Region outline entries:
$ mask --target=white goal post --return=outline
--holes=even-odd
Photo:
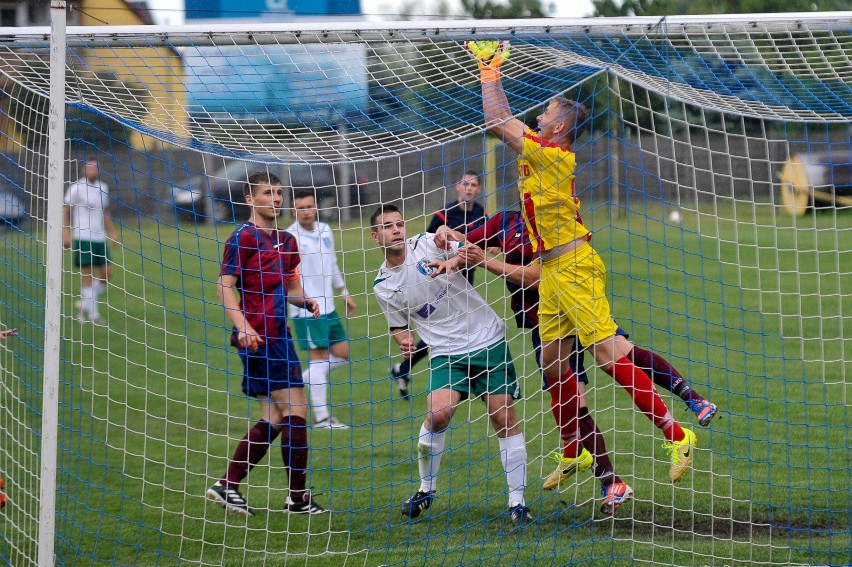
[[[0,330],[20,334],[0,344],[0,565],[848,560],[852,12],[66,29],[54,4],[51,29],[0,30]],[[613,517],[594,474],[541,488],[559,431],[532,330],[484,269],[475,287],[506,320],[523,392],[535,528],[507,527],[473,402],[434,504],[400,515],[429,371],[399,396],[370,216],[395,204],[412,236],[469,171],[488,215],[519,207],[469,40],[508,42],[503,85],[528,125],[557,96],[589,110],[575,190],[614,316],[719,408],[690,426],[693,470],[672,485],[659,433],[586,357],[598,438],[635,490]],[[63,192],[92,159],[120,234],[102,289],[77,239],[63,249]],[[351,427],[309,435],[330,515],[281,511],[276,451],[244,481],[254,517],[205,500],[258,420],[216,296],[253,171],[283,180],[287,214],[290,188],[314,191],[358,305],[344,317],[337,299],[350,355],[327,400]],[[102,324],[80,317],[87,285]],[[676,378],[654,381],[694,422]]]

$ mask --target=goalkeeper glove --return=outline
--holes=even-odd
[[[500,78],[500,65],[509,58],[508,41],[466,41],[464,46],[476,57],[483,83],[491,83]]]

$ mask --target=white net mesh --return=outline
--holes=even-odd
[[[57,564],[848,560],[848,13],[68,37],[66,178],[97,159],[119,242],[107,243],[100,325],[78,320],[78,245],[65,257]],[[38,544],[45,38],[25,30],[0,44],[0,323],[20,331],[0,345],[8,565],[35,564]],[[693,470],[673,486],[660,434],[586,357],[591,415],[635,490],[614,519],[599,511],[600,484],[586,471],[542,490],[560,437],[532,331],[516,328],[504,281],[482,269],[476,289],[507,321],[523,392],[515,407],[536,524],[509,522],[498,442],[479,403],[460,405],[448,430],[433,505],[417,521],[400,515],[417,490],[429,372],[414,366],[410,399],[390,379],[401,358],[373,296],[382,257],[370,215],[397,204],[414,235],[457,198],[467,170],[482,174],[488,215],[518,208],[516,155],[485,132],[468,39],[511,43],[503,84],[527,123],[556,95],[589,109],[576,188],[614,316],[719,406],[699,427],[688,392],[654,365],[673,415],[699,436]],[[288,207],[290,187],[314,192],[358,304],[343,317],[336,300],[350,364],[331,372],[327,395],[350,429],[309,436],[308,482],[331,515],[282,511],[276,450],[241,486],[254,517],[226,516],[205,498],[260,417],[241,392],[216,292],[255,171],[284,181]]]

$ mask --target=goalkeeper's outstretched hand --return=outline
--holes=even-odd
[[[509,58],[508,41],[466,41],[464,46],[476,58],[483,82],[500,78],[500,65]]]

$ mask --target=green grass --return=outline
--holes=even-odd
[[[58,564],[847,563],[852,299],[843,291],[852,286],[852,215],[793,222],[740,204],[687,213],[673,227],[609,213],[592,211],[587,222],[610,269],[616,318],[722,408],[711,430],[698,431],[695,470],[680,485],[667,482],[658,432],[598,373],[590,405],[636,500],[602,517],[589,474],[563,493],[542,492],[535,479],[550,472],[544,456],[559,439],[528,337],[510,322],[537,524],[506,523],[498,447],[480,403],[456,414],[432,509],[404,521],[398,506],[417,486],[425,376],[421,368],[412,401],[396,397],[386,378],[396,351],[370,293],[381,258],[363,229],[348,226],[341,267],[360,309],[349,321],[353,364],[334,373],[331,395],[335,414],[355,427],[311,435],[310,483],[335,513],[280,512],[286,481],[271,451],[245,484],[259,514],[226,517],[204,491],[258,417],[240,392],[215,295],[230,227],[126,225],[108,326],[63,322]],[[32,322],[43,317],[43,276],[35,250],[27,235],[7,233],[0,314],[22,331],[6,345],[14,352],[0,352],[0,468],[12,499],[0,519],[0,563],[9,565],[36,554],[42,335]],[[502,282],[477,278],[508,317]],[[66,277],[66,313],[78,285]],[[679,400],[669,406],[694,423]]]

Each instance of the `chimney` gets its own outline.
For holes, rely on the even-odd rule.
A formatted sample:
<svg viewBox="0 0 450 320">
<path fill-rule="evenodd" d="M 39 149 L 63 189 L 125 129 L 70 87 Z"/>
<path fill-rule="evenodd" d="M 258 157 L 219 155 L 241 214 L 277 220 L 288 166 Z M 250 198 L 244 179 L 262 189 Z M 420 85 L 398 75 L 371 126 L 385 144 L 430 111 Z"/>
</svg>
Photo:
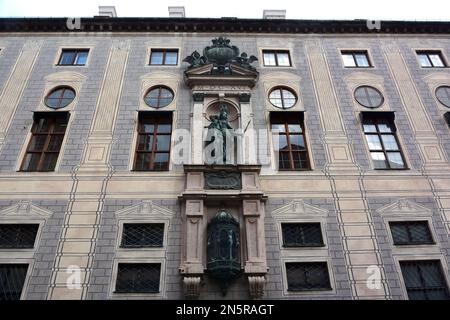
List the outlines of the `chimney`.
<svg viewBox="0 0 450 320">
<path fill-rule="evenodd" d="M 98 15 L 100 17 L 117 18 L 115 6 L 99 6 Z"/>
<path fill-rule="evenodd" d="M 169 7 L 170 18 L 186 18 L 184 7 Z"/>
<path fill-rule="evenodd" d="M 263 19 L 286 19 L 286 10 L 264 10 Z"/>
</svg>

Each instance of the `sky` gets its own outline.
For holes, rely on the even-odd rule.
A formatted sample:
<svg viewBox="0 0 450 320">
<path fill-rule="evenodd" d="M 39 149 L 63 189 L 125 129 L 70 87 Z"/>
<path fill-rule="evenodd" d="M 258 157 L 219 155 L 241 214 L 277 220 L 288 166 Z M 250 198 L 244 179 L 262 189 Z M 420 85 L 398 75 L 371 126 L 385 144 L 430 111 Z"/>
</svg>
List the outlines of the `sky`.
<svg viewBox="0 0 450 320">
<path fill-rule="evenodd" d="M 99 5 L 119 17 L 168 17 L 184 6 L 187 17 L 261 18 L 263 9 L 286 9 L 287 19 L 450 21 L 450 0 L 0 0 L 0 17 L 91 17 Z"/>
</svg>

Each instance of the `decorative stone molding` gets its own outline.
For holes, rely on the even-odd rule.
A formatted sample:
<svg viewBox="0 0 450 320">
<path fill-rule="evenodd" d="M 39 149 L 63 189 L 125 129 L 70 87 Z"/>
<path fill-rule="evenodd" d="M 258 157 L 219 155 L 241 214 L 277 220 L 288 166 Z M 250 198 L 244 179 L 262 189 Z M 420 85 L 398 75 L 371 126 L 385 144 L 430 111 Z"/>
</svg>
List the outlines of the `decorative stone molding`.
<svg viewBox="0 0 450 320">
<path fill-rule="evenodd" d="M 260 299 L 264 296 L 266 278 L 264 276 L 249 276 L 248 289 L 251 299 Z"/>
<path fill-rule="evenodd" d="M 201 277 L 183 277 L 184 296 L 186 299 L 198 299 L 200 296 Z"/>
<path fill-rule="evenodd" d="M 0 211 L 0 219 L 24 218 L 24 219 L 46 219 L 52 212 L 38 207 L 32 201 L 20 201 Z"/>
<path fill-rule="evenodd" d="M 427 215 L 433 211 L 408 199 L 399 199 L 376 210 L 381 215 Z"/>
</svg>

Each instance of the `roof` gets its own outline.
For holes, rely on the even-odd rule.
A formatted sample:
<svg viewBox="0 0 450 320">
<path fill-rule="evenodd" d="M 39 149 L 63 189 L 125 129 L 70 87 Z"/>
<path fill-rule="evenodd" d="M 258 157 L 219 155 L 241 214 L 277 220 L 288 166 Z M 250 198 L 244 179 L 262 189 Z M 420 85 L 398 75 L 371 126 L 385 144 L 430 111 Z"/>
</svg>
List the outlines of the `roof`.
<svg viewBox="0 0 450 320">
<path fill-rule="evenodd" d="M 290 20 L 239 18 L 81 18 L 70 30 L 68 18 L 0 18 L 0 32 L 226 32 L 288 34 L 449 34 L 450 22 L 382 21 L 368 28 L 367 20 Z"/>
</svg>

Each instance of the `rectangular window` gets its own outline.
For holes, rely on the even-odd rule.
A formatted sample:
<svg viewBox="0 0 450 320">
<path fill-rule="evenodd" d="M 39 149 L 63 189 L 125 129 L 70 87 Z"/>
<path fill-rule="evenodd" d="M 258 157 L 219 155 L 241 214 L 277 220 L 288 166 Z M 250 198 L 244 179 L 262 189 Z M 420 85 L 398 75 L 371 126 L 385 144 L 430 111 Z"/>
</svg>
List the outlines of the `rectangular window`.
<svg viewBox="0 0 450 320">
<path fill-rule="evenodd" d="M 286 263 L 288 291 L 331 290 L 326 262 Z"/>
<path fill-rule="evenodd" d="M 440 51 L 417 51 L 420 66 L 423 68 L 445 68 L 445 62 Z"/>
<path fill-rule="evenodd" d="M 347 68 L 371 67 L 367 51 L 342 51 L 342 60 Z"/>
<path fill-rule="evenodd" d="M 278 169 L 309 170 L 303 114 L 271 112 L 270 121 L 275 149 L 278 147 Z"/>
<path fill-rule="evenodd" d="M 439 260 L 401 261 L 410 300 L 448 300 L 447 283 Z"/>
<path fill-rule="evenodd" d="M 392 119 L 365 116 L 363 130 L 375 169 L 406 169 Z"/>
<path fill-rule="evenodd" d="M 21 171 L 54 171 L 66 132 L 67 112 L 42 112 L 34 116 L 31 140 Z"/>
<path fill-rule="evenodd" d="M 323 246 L 320 223 L 282 223 L 284 247 Z"/>
<path fill-rule="evenodd" d="M 28 264 L 0 264 L 0 300 L 20 300 Z"/>
<path fill-rule="evenodd" d="M 134 170 L 169 170 L 171 135 L 171 112 L 140 113 Z"/>
<path fill-rule="evenodd" d="M 58 65 L 84 66 L 86 65 L 88 54 L 88 49 L 63 49 Z"/>
<path fill-rule="evenodd" d="M 152 49 L 150 54 L 150 65 L 177 65 L 177 49 Z"/>
<path fill-rule="evenodd" d="M 267 67 L 291 66 L 291 57 L 286 50 L 263 50 L 263 59 Z"/>
<path fill-rule="evenodd" d="M 164 223 L 126 223 L 123 225 L 121 247 L 162 247 Z"/>
<path fill-rule="evenodd" d="M 158 293 L 160 263 L 119 263 L 117 293 Z"/>
<path fill-rule="evenodd" d="M 389 222 L 395 245 L 433 244 L 427 221 Z"/>
<path fill-rule="evenodd" d="M 0 249 L 33 248 L 38 224 L 1 224 Z"/>
</svg>

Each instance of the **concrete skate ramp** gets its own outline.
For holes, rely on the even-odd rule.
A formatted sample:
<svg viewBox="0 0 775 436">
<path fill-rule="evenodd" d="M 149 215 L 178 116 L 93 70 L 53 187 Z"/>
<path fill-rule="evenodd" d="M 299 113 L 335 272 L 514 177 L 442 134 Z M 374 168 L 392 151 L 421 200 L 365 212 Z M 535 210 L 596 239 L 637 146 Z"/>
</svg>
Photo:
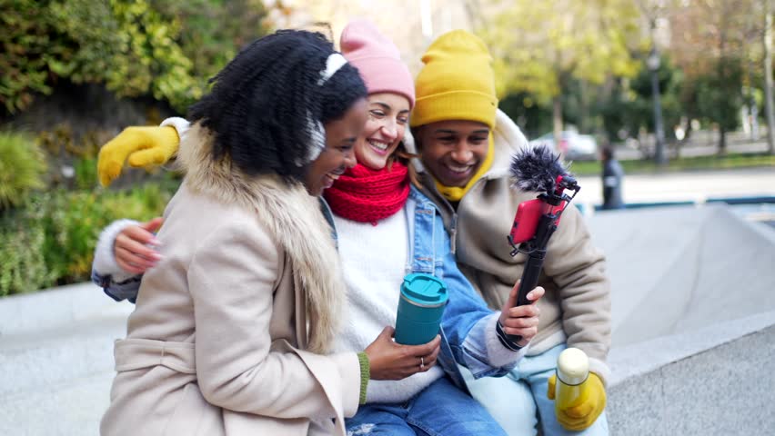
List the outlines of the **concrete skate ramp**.
<svg viewBox="0 0 775 436">
<path fill-rule="evenodd" d="M 775 324 L 775 231 L 724 205 L 589 218 L 611 278 L 612 384 Z"/>
</svg>

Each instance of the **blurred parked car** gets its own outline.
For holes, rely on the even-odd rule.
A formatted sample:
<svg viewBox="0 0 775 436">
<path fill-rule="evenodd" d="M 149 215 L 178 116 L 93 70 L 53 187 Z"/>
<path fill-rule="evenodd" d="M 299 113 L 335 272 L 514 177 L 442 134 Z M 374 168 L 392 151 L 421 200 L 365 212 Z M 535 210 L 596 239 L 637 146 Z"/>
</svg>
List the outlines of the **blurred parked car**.
<svg viewBox="0 0 775 436">
<path fill-rule="evenodd" d="M 571 161 L 595 161 L 598 159 L 598 142 L 594 136 L 579 134 L 576 131 L 564 130 L 560 134 L 559 147 L 555 147 L 554 134 L 538 136 L 530 141 L 530 145 L 548 145 L 562 153 Z"/>
</svg>

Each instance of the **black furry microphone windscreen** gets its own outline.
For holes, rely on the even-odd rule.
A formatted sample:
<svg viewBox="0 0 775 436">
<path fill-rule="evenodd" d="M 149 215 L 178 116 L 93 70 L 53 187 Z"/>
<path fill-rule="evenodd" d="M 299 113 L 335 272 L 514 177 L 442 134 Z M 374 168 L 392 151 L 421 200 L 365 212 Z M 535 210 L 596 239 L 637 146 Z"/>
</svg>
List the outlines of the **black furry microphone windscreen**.
<svg viewBox="0 0 775 436">
<path fill-rule="evenodd" d="M 522 191 L 553 192 L 557 178 L 568 175 L 568 168 L 559 156 L 546 145 L 528 147 L 511 158 L 513 186 Z"/>
</svg>

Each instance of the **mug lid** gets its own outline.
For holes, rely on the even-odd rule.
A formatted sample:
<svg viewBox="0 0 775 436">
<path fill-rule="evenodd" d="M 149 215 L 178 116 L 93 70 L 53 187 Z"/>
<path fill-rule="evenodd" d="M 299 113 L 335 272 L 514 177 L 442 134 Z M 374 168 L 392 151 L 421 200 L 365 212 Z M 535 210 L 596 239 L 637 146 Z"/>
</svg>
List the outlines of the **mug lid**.
<svg viewBox="0 0 775 436">
<path fill-rule="evenodd" d="M 447 283 L 438 277 L 414 272 L 404 277 L 401 286 L 404 297 L 422 305 L 440 305 L 447 302 Z"/>
</svg>

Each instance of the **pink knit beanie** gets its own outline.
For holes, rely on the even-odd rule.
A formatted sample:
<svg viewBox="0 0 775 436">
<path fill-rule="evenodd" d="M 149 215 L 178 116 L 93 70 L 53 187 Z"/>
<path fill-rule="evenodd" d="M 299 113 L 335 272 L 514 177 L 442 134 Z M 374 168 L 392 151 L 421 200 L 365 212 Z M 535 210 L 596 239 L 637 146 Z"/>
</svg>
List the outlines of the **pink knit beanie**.
<svg viewBox="0 0 775 436">
<path fill-rule="evenodd" d="M 395 93 L 415 105 L 415 84 L 398 47 L 367 20 L 351 21 L 342 31 L 342 54 L 360 73 L 368 94 Z"/>
</svg>

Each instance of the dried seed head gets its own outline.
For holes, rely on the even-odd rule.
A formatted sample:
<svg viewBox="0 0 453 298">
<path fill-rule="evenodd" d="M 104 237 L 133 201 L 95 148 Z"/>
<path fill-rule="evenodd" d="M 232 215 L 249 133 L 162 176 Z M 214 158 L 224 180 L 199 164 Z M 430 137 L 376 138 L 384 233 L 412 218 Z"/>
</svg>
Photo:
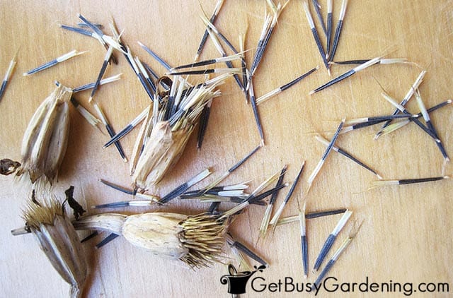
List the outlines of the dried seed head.
<svg viewBox="0 0 453 298">
<path fill-rule="evenodd" d="M 60 85 L 46 98 L 33 114 L 22 141 L 22 167 L 32 183 L 43 179 L 52 183 L 67 146 L 69 129 L 69 104 L 72 91 Z"/>
<path fill-rule="evenodd" d="M 74 222 L 76 229 L 99 229 L 122 234 L 153 254 L 178 259 L 193 268 L 219 261 L 226 220 L 201 214 L 148 213 L 126 216 L 104 213 Z"/>
<path fill-rule="evenodd" d="M 0 160 L 0 174 L 2 175 L 9 175 L 16 172 L 21 167 L 21 163 L 5 158 Z"/>
<path fill-rule="evenodd" d="M 153 127 L 132 174 L 136 189 L 144 191 L 161 181 L 166 172 L 179 160 L 193 128 L 172 131 L 168 121 L 158 122 Z"/>
<path fill-rule="evenodd" d="M 33 198 L 28 203 L 23 218 L 52 266 L 71 285 L 71 297 L 81 297 L 88 263 L 64 206 L 53 197 L 39 203 Z"/>
</svg>

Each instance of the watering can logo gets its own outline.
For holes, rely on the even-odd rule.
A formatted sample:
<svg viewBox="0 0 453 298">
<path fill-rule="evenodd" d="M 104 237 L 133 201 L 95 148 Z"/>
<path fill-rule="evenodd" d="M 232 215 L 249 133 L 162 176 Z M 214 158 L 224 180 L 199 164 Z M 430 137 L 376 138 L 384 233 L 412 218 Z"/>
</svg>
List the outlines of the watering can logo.
<svg viewBox="0 0 453 298">
<path fill-rule="evenodd" d="M 248 279 L 255 274 L 256 272 L 263 272 L 266 266 L 261 265 L 259 267 L 255 266 L 254 271 L 238 272 L 231 264 L 228 265 L 228 272 L 229 274 L 220 278 L 220 282 L 222 285 L 228 284 L 228 292 L 231 294 L 244 294 L 246 286 Z"/>
</svg>

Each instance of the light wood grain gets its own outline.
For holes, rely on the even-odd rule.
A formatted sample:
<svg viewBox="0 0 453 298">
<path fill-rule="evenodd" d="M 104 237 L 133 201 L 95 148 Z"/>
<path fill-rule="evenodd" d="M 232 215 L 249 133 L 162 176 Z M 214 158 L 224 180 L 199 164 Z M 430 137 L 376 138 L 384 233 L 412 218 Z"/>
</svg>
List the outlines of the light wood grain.
<svg viewBox="0 0 453 298">
<path fill-rule="evenodd" d="M 320 1 L 324 4 L 324 1 Z M 340 1 L 335 1 L 335 16 Z M 214 1 L 203 1 L 210 14 Z M 259 37 L 264 1 L 225 1 L 216 24 L 234 44 L 237 35 L 247 32 L 246 47 L 250 61 Z M 132 51 L 161 74 L 155 63 L 137 41 L 149 45 L 173 66 L 190 62 L 204 28 L 196 1 L 1 1 L 0 73 L 19 49 L 16 72 L 0 102 L 0 157 L 20 160 L 24 130 L 36 107 L 54 89 L 54 81 L 75 87 L 93 81 L 105 50 L 98 42 L 60 29 L 59 23 L 78 23 L 77 13 L 107 25 L 113 16 L 124 40 Z M 336 56 L 338 60 L 367 59 L 389 54 L 405 57 L 428 70 L 420 88 L 428 107 L 452 96 L 452 48 L 453 1 L 415 0 L 350 1 L 341 40 Z M 247 30 L 248 28 L 248 30 Z M 322 36 L 322 33 L 321 36 Z M 88 53 L 30 77 L 22 73 L 42 62 L 71 49 Z M 210 41 L 203 58 L 217 56 Z M 107 75 L 123 73 L 122 79 L 100 88 L 96 95 L 117 131 L 147 105 L 147 95 L 122 56 Z M 256 72 L 255 90 L 260 96 L 289 82 L 314 66 L 322 66 L 311 33 L 303 14 L 301 1 L 288 4 L 280 16 L 263 61 Z M 337 76 L 348 66 L 333 66 Z M 306 172 L 283 215 L 297 213 L 297 200 L 302 198 L 308 175 L 324 150 L 313 137 L 336 129 L 343 117 L 377 116 L 393 108 L 380 96 L 379 82 L 388 93 L 401 99 L 421 68 L 412 65 L 375 66 L 312 96 L 309 92 L 331 78 L 322 67 L 314 75 L 260 106 L 266 145 L 238 169 L 225 183 L 251 179 L 251 188 L 289 165 L 285 180 L 291 181 L 303 160 Z M 203 168 L 210 166 L 219 174 L 249 152 L 259 142 L 251 107 L 233 80 L 222 87 L 223 96 L 213 104 L 210 126 L 202 149 L 196 149 L 191 138 L 180 161 L 162 181 L 164 194 Z M 78 95 L 89 107 L 89 94 Z M 415 102 L 409 107 L 418 112 Z M 90 109 L 93 110 L 93 109 Z M 55 192 L 64 196 L 69 185 L 85 205 L 129 199 L 109 189 L 98 179 L 104 178 L 129 185 L 128 165 L 113 148 L 103 150 L 106 136 L 91 127 L 71 109 L 69 148 Z M 432 114 L 449 153 L 452 154 L 453 112 L 446 107 Z M 441 174 L 442 155 L 434 142 L 415 125 L 373 140 L 377 129 L 366 129 L 341 136 L 337 145 L 375 168 L 386 179 L 417 178 Z M 137 132 L 122 141 L 129 157 Z M 449 282 L 453 292 L 452 214 L 453 187 L 451 181 L 418 185 L 390 186 L 367 191 L 374 177 L 357 165 L 333 153 L 324 165 L 306 198 L 307 210 L 348 207 L 354 218 L 363 219 L 360 233 L 331 272 L 340 282 Z M 447 167 L 446 174 L 452 174 Z M 216 174 L 204 181 L 208 183 Z M 22 184 L 11 177 L 0 177 L 0 296 L 67 297 L 69 287 L 53 270 L 32 236 L 13 237 L 10 230 L 23 225 L 21 208 L 28 196 Z M 282 192 L 277 203 L 287 190 Z M 224 204 L 224 208 L 227 205 Z M 194 214 L 206 204 L 172 201 L 168 206 L 151 210 Z M 125 213 L 145 211 L 130 208 Z M 252 206 L 238 217 L 231 227 L 238 238 L 253 246 L 257 241 L 264 208 Z M 307 223 L 310 267 L 338 216 L 310 220 Z M 348 228 L 345 229 L 346 230 Z M 347 234 L 343 231 L 339 240 Z M 260 243 L 255 250 L 270 263 L 259 274 L 268 282 L 292 277 L 303 280 L 297 224 L 277 229 L 273 237 Z M 178 262 L 162 260 L 117 239 L 100 250 L 86 244 L 91 256 L 90 282 L 86 297 L 229 297 L 226 286 L 219 282 L 227 273 L 226 266 L 192 271 Z M 338 247 L 336 243 L 334 249 Z M 231 256 L 230 255 L 230 256 Z M 316 276 L 310 274 L 307 282 Z M 295 293 L 258 294 L 248 287 L 245 297 L 294 297 Z M 420 294 L 420 293 L 418 293 Z M 331 294 L 332 297 L 335 294 Z M 350 293 L 350 297 L 365 294 Z M 382 294 L 376 294 L 377 297 Z M 322 297 L 329 296 L 323 292 Z M 401 297 L 389 293 L 388 297 Z M 437 294 L 435 297 L 447 297 Z M 428 296 L 427 296 L 428 297 Z M 434 297 L 434 296 L 433 296 Z"/>
</svg>

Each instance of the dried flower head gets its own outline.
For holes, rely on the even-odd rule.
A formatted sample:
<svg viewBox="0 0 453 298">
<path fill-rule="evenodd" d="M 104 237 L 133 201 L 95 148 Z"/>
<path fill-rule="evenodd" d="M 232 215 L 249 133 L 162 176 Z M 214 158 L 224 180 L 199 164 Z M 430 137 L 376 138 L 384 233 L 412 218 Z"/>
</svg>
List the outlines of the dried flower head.
<svg viewBox="0 0 453 298">
<path fill-rule="evenodd" d="M 33 233 L 52 266 L 71 285 L 71 297 L 81 297 L 88 263 L 79 236 L 65 214 L 64 204 L 51 196 L 38 202 L 33 192 L 23 217 L 25 229 L 12 231 L 13 234 Z"/>
<path fill-rule="evenodd" d="M 176 76 L 169 92 L 156 93 L 135 143 L 131 176 L 136 189 L 149 189 L 180 157 L 203 108 L 220 95 L 226 73 L 195 87 Z"/>
<path fill-rule="evenodd" d="M 18 176 L 26 172 L 32 183 L 40 179 L 52 183 L 57 177 L 67 146 L 71 94 L 71 89 L 60 85 L 33 114 L 22 141 Z"/>
<path fill-rule="evenodd" d="M 153 254 L 178 259 L 193 268 L 219 261 L 226 220 L 200 214 L 147 213 L 132 215 L 103 213 L 74 222 L 76 229 L 103 230 L 123 236 Z"/>
</svg>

**Task brief:**
Which lines of the records contain the string "target"? List each one.

**Answer:**
$ mask --target=white goal post --return=outline
$ mask --target=goalkeeper glove --return=outline
$ mask --target=white net mesh --return=outline
$ mask --target=goalkeeper's outstretched hand --return=outline
$ mask --target=green grass --return=outline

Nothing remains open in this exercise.